_Work instructions_:
Decide whether each statement below agrees with the passage on PII and Markdown, answering yes or no and quoting the words from the passage that settle it. 1. Markdown from third-party content must be sanitized before it is converted to HTML. 2. HTML rendering of short Markdown fields should limit the height to one line and hide vertical overflow. 3. Convenience methods that substitute placeholder names should return HtmlRenderable.

Another PII protecting measure is to make it easy to render info when PII fields are unavailable. If displaying a list of group members where the current user is authorized to see that a person is a member but not to see their name, a convenience method like privilegedGetNameOrFallback() can make it easy to substitute person#[auto-assigned-number] when the name is access restricted. Such conveniences should return HtmlRenderable to aid localization of placeholder text.

Markdown processing

Markdown to HTML converters are well understood but are a frequent source of XSS when the Markdown comes from an untrusted source.

All Markdown from third-party content must be sanitized after the Markdown to HTML conversion, and checked for unbalanced bidi content.

We define short Markdown as a subset of Markdown that, when converted to HTML, has non-inline elements also stripped. This allows short Markdown that can display on one line inside a bounded box. Useful for names and snippets. HTML rendering of short Markdown fields should render it in such a way that the height is limited to one line in the current font and vertical overflow is hidden.

(We may experiment with using iframe srcdoc with same-origin disallowed to sequester markdown if there is a desire for interaction. Since Temper allows JavaScript, some projects may wish to deploy web playgrounds)

_Dataset rows_:
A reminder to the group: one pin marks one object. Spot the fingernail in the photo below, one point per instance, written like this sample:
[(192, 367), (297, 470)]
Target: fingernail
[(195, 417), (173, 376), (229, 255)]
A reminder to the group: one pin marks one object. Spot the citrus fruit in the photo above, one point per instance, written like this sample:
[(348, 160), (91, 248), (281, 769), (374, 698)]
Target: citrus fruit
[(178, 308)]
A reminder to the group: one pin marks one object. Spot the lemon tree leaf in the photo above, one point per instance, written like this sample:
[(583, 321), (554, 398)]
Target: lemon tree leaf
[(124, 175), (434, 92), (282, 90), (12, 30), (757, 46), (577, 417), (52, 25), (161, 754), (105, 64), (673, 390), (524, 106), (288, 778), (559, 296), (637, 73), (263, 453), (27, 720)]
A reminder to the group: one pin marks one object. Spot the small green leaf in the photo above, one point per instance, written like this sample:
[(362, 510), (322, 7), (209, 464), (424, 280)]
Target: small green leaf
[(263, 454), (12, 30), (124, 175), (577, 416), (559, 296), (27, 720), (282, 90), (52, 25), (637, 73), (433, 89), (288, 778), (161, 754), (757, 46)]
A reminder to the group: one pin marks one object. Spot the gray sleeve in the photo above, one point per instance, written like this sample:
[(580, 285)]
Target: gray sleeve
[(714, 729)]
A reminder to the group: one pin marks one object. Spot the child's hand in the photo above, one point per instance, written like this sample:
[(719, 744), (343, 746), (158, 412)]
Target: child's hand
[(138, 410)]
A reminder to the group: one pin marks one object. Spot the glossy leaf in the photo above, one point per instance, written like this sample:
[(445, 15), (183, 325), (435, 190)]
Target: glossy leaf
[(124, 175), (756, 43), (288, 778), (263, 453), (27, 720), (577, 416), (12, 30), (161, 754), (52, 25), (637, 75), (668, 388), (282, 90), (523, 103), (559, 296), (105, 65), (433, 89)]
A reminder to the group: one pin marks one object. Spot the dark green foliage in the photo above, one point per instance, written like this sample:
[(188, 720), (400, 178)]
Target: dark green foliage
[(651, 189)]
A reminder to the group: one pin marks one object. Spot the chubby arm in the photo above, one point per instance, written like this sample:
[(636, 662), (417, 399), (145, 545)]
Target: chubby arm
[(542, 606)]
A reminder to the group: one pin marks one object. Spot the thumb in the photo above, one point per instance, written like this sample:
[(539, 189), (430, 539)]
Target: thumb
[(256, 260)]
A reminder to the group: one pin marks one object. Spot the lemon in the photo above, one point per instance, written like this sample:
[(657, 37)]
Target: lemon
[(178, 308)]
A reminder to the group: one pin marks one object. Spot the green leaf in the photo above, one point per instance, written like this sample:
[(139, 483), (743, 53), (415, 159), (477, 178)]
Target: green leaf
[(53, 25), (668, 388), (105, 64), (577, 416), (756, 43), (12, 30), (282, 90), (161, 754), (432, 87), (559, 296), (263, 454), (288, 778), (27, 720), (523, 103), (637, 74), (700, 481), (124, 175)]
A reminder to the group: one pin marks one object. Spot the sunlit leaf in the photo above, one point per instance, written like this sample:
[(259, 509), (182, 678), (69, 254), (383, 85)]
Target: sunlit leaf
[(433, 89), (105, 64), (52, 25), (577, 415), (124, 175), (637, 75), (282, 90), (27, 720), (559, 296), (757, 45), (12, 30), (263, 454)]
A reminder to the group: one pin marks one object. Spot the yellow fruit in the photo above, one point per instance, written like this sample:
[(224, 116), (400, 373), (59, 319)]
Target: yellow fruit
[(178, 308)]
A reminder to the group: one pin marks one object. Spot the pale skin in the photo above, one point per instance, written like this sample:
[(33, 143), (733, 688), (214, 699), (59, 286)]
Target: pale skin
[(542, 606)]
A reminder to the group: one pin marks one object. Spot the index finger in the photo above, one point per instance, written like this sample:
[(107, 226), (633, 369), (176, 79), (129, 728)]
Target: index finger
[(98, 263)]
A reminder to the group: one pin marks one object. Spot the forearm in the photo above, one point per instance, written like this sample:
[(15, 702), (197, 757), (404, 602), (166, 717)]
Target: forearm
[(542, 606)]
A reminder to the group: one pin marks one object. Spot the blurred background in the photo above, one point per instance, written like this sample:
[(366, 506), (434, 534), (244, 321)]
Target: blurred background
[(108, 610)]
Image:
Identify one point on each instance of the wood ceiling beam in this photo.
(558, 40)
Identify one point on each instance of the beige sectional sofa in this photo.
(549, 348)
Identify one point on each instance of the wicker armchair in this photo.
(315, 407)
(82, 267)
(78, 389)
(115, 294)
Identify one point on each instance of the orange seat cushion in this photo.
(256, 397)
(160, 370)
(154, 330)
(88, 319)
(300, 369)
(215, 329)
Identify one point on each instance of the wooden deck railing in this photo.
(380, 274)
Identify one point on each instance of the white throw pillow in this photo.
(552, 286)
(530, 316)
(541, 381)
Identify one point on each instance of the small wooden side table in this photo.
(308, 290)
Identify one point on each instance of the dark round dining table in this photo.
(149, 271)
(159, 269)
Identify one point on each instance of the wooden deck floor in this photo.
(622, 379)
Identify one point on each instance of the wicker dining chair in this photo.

_Task response_:
1. No: "All Markdown from third-party content must be sanitized after the Markdown to HTML conversion"
2. Yes: "HTML rendering of short Markdown fields should render it in such a way that the height is limited to one line in the current font and vertical overflow is hidden."
3. Yes: "Such conveniences should return HtmlRenderable to aid localization of placeholder text."